**THE PROBLEM**
Note how many lines in these entries contain "dark", and reply with that number alone.

================================

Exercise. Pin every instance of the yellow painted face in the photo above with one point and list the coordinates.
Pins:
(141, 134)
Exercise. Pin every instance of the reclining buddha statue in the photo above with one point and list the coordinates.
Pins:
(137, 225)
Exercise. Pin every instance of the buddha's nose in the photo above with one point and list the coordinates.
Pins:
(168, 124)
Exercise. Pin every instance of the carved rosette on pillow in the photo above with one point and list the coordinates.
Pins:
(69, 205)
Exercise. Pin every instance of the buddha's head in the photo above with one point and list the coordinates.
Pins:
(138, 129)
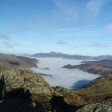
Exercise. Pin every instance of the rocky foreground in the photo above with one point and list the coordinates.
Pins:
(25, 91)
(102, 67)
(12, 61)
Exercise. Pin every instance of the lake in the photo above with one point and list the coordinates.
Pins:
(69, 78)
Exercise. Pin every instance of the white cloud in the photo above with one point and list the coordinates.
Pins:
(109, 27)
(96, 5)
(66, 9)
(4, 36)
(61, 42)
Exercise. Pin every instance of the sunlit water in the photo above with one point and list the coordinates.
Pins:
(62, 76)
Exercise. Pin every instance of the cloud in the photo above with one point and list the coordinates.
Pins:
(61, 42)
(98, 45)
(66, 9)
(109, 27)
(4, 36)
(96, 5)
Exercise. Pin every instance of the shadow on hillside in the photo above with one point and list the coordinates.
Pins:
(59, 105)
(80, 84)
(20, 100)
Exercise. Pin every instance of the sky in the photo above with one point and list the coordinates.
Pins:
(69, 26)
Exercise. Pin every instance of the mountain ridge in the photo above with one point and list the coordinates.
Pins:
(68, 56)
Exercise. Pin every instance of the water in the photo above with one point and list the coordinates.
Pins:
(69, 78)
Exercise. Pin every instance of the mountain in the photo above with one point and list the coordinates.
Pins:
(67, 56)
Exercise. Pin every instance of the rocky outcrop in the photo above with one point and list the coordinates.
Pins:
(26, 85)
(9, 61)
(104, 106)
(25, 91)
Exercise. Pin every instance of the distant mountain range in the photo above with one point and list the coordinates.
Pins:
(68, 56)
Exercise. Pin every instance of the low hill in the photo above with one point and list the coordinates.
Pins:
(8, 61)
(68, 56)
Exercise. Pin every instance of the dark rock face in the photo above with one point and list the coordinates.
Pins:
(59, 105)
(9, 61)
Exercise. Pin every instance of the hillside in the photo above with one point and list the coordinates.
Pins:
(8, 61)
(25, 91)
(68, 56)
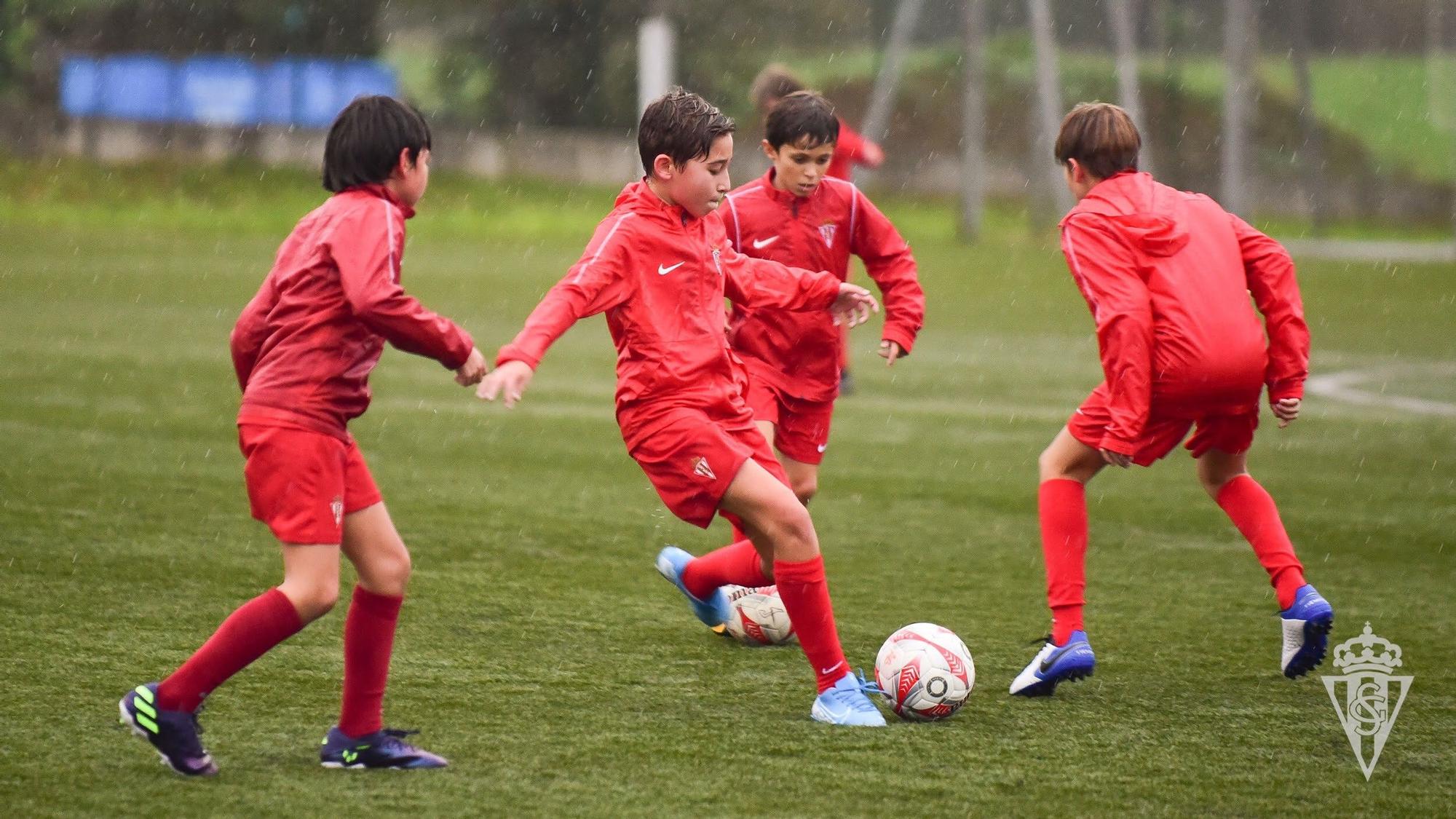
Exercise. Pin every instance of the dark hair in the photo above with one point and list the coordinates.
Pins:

================================

**RESPONSE**
2